Segment Start: Supplied passage
Regarding performance, speculative decoding already achieves a significant speedup, and transferring embeddings through host memory is not the bottleneck. Even if we avoided the host-memory round trip, the benefit would likely be negligible. For example, the current Eagle3 and DFlash PRs both transfer via host memory and still show significant speedups.

Especailly for multi-sequences use case, keeping the embeddings directly on the GPU could consume a substantial amount of VRAM.

We need to make sure we transfer ubatch embeddings rather than the full batch embeddings, and consume each ubatch immediately once it arrives in the draft context. This way, we can avoid OOM issues.
Segment End: Supplied passage
**Work request 1:**
Shorten the paragraph of the speculative decoding comment that begins "Regarding performance" while keeping its main facts.
**Work request 2:**
In the speculative decoding comment, switch "VRAM" to "video memory" and write out the text starting at "Regarding performance, speculative" and ending at "amount of VRAM.".
Segment Start: Provided material
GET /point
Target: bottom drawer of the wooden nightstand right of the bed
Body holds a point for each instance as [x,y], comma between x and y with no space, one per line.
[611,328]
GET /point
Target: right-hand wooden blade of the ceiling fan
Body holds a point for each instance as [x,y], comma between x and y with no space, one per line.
Segment End: Provided material
Segment Start: Provided material
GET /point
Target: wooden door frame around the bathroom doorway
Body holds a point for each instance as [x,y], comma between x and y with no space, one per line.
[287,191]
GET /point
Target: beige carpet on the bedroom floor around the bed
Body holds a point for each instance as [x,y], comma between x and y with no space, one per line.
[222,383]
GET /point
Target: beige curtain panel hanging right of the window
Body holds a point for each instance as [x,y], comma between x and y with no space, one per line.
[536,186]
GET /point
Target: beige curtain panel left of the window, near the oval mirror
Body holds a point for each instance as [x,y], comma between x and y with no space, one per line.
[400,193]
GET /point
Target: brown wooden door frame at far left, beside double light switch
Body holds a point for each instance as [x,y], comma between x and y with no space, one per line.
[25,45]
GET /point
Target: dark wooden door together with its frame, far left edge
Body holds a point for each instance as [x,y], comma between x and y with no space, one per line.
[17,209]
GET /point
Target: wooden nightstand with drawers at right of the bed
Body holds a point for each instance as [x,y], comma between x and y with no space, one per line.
Segment End: Provided material
**Response box 1:**
Speculative decoding already gives a large speedup, and moving embeddings through host memory is not the bottleneck, so skipping that round trip would likely gain little. The current Eagle3 and DFlash PRs, for example, both transfer via host memory and still show significant speedups.

**Response box 2:**
Regarding performance, speculative decoding already achieves a significant speedup, and transferring embeddings through host memory is not the bottleneck. Even if we avoided the host-memory round trip, the benefit would likely be negligible. For example, the current Eagle3 and DFlash PRs both transfer via host memory and still show significant speedups.

Especailly for multi-sequences use case, keeping the embeddings directly on the GPU could consume a substantial amount of video memory.